[BRIEF]: Put every line of the listing below into a Markdown table with two columns, Row and Line. Number the rows in order and leave out any blank lines.

[PROVIDED DATA]:
══════════════════════════════

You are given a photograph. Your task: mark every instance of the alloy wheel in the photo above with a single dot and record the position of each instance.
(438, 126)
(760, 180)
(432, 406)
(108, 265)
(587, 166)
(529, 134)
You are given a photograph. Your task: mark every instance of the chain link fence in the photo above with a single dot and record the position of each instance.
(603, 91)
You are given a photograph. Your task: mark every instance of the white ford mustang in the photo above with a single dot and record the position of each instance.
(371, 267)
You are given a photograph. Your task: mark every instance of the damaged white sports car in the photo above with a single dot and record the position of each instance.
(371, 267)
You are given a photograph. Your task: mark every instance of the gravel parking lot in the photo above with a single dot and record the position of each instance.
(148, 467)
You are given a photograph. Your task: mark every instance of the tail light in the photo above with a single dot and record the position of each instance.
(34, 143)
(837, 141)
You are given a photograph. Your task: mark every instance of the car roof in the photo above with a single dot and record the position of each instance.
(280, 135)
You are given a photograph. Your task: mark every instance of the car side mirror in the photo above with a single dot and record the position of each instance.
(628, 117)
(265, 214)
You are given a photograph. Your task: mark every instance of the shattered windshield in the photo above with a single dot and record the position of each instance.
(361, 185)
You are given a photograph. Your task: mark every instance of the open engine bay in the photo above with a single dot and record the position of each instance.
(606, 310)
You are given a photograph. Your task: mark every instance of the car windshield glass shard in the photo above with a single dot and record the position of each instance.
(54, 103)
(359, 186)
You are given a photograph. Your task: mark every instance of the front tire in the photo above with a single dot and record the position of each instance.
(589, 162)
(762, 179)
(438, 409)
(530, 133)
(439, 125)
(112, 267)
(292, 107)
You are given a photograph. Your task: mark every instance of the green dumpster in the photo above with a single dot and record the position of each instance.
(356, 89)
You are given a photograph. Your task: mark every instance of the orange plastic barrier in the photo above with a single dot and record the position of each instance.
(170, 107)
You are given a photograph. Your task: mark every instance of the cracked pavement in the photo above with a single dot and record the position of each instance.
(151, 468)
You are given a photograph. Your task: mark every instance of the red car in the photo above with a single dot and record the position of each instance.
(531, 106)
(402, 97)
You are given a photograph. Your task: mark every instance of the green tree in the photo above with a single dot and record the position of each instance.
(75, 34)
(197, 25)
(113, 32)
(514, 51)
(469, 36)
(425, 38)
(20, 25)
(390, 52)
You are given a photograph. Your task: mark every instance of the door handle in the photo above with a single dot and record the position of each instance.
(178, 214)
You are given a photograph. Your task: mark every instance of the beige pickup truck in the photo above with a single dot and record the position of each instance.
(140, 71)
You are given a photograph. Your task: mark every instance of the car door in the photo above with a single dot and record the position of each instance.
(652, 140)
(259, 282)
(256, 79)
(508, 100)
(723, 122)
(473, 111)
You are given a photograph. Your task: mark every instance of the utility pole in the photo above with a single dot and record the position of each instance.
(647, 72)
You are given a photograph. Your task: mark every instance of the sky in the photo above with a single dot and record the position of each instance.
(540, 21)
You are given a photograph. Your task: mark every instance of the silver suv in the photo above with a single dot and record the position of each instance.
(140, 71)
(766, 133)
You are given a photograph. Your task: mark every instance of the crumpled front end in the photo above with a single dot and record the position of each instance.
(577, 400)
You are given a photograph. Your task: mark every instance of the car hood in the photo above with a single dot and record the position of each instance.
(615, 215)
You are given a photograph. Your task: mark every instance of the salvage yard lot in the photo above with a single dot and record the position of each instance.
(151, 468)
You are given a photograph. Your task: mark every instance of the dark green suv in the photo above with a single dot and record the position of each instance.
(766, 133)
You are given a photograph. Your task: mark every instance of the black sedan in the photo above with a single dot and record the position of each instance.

══════════════════════════════

[WRITTEN SOLUTION]:
| Row | Line |
|---|---|
| 1 | You are given a photograph. Your task: mark every instance of the alloy wheel in the photo above with a single dot and record the position of each instance. |
| 2 | (438, 126) |
| 3 | (760, 180) |
| 4 | (432, 406) |
| 5 | (108, 265) |
| 6 | (587, 166) |
| 7 | (529, 134) |
| 8 | You are given a photograph. Your task: mark every instance of the chain link fence in the photo above with a single dot and record the position of each instance. |
| 9 | (603, 91) |
| 10 | You are given a photograph. Your task: mark every instance of the white ford mustang in the photo above with a single dot and record the position of each instance. |
| 11 | (371, 267) |
| 12 | You are given a photograph. Your task: mark every instance of the damaged white sports car in the photo above with a single dot and record the position of each instance. |
| 13 | (371, 267) |
| 14 | You are given a photograph. Your task: mark every instance of the gravel parking lot in the photo above with a single dot and record the position of each instance. |
| 15 | (148, 467) |
| 16 | You are given a photograph. Your task: mark every instance of the tail light in the photo above with a single dot and record the position of each instance. |
| 17 | (34, 143) |
| 18 | (837, 141) |
| 19 | You are given a photograph. Your task: mark every instance of the car roof in the photo above with a single dot and record the position of each instance. |
| 20 | (280, 135) |
| 21 | You are given a photograph. Your task: mark every instance of the car side mirror in the photo above with a single dot and record the position of each instance. |
| 22 | (628, 117) |
| 23 | (265, 214) |
| 24 | You are given a photograph. Your task: mark every instance of the shattered windshield in the photo above with a single dot and record the position of each instance. |
| 25 | (361, 185) |
| 26 | You are given a photograph. Your task: mark every instance of the open engine bay in the photo above with a single dot and record the position of each instance. |
| 27 | (606, 310) |
| 28 | You are given a photograph. Your task: mark every instance of the car windshield glass shard in the photo above with a single dot and record the position of each instance. |
| 29 | (54, 103) |
| 30 | (359, 186) |
| 31 | You are given a photograph. Your task: mark every instance of the front tire in the photo above with a single dot and record the position of each instance. |
| 32 | (589, 162) |
| 33 | (762, 179) |
| 34 | (438, 409) |
| 35 | (530, 133) |
| 36 | (439, 125) |
| 37 | (112, 267) |
| 38 | (292, 107) |
| 39 | You are given a photograph. Your task: mark every instance of the green dumpster in the photo above with a single dot and record the position of each instance. |
| 40 | (356, 89) |
| 41 | You are given a photograph. Your task: mark every instance of the orange plastic barrier in the photo above with a single dot and record the position of each instance. |
| 42 | (170, 107) |
| 43 | You are given a photograph. Your task: mark every instance of the cracked pavement in the photo above with a single dot and record the position of each instance. |
| 44 | (151, 468) |
| 45 | You are given a photograph. Your task: mark every instance of the red car in the photo above with a single dot and record the position of each instance. |
| 46 | (531, 106) |
| 47 | (402, 97) |
| 48 | You are given a photograph. Your task: mark every instance of the green tree in the photo above with a single dot and record the position of each instance. |
| 49 | (75, 34) |
| 50 | (197, 25) |
| 51 | (113, 32) |
| 52 | (514, 51) |
| 53 | (469, 36) |
| 54 | (425, 38) |
| 55 | (20, 25) |
| 56 | (390, 52) |
| 57 | You are given a photograph. Your task: mark every instance of the door handle in the photo above with a single dot and record the position of each instance. |
| 58 | (178, 214) |
| 59 | You are given a photograph. Your task: mark every instance of the beige pickup truck in the photo above with a single dot and record the position of each instance. |
| 60 | (140, 71) |
| 61 | You are given a photograph. Your task: mark every instance of the car door in the photo above with a single dot and record the position of each instance. |
| 62 | (652, 140) |
| 63 | (259, 282) |
| 64 | (256, 79) |
| 65 | (508, 100) |
| 66 | (723, 122) |
| 67 | (473, 111) |
| 68 | You are given a photograph. Your task: mark every instance of the utility pole in the photo above with a single dot and record the position of each instance. |
| 69 | (647, 72) |
| 70 | You are given a photograph. Your task: mark every instance of the sky in the photo above with a single dot and record the position of each instance. |
| 71 | (540, 21) |
| 72 | You are given a photograph. Your task: mark every instance of the silver suv in the photo above with a single dot and record the position of each instance. |
| 73 | (140, 71) |
| 74 | (766, 133) |
| 75 | You are given a photograph. Your task: mark every instance of the crumpled front end in the photo above with a single dot and record the position of each instance. |
| 76 | (577, 400) |
| 77 | You are given a photograph. Your task: mark every instance of the car hood in the photo above with a single dot and record the position of each instance. |
| 78 | (615, 215) |
| 79 | You are given a photograph. Your task: mark every instance of the salvage yard lot in the photo above with a single dot and record the position of each instance. |
| 80 | (151, 468) |
| 81 | You are given a photograph. Your task: mark every instance of the dark green suv in the photo above with a single dot and record the position of each instance. |
| 82 | (766, 133) |
| 83 | You are given a photograph. Your task: mark every instance of the black sedan in the photo above with a single dot and record the position of each instance. |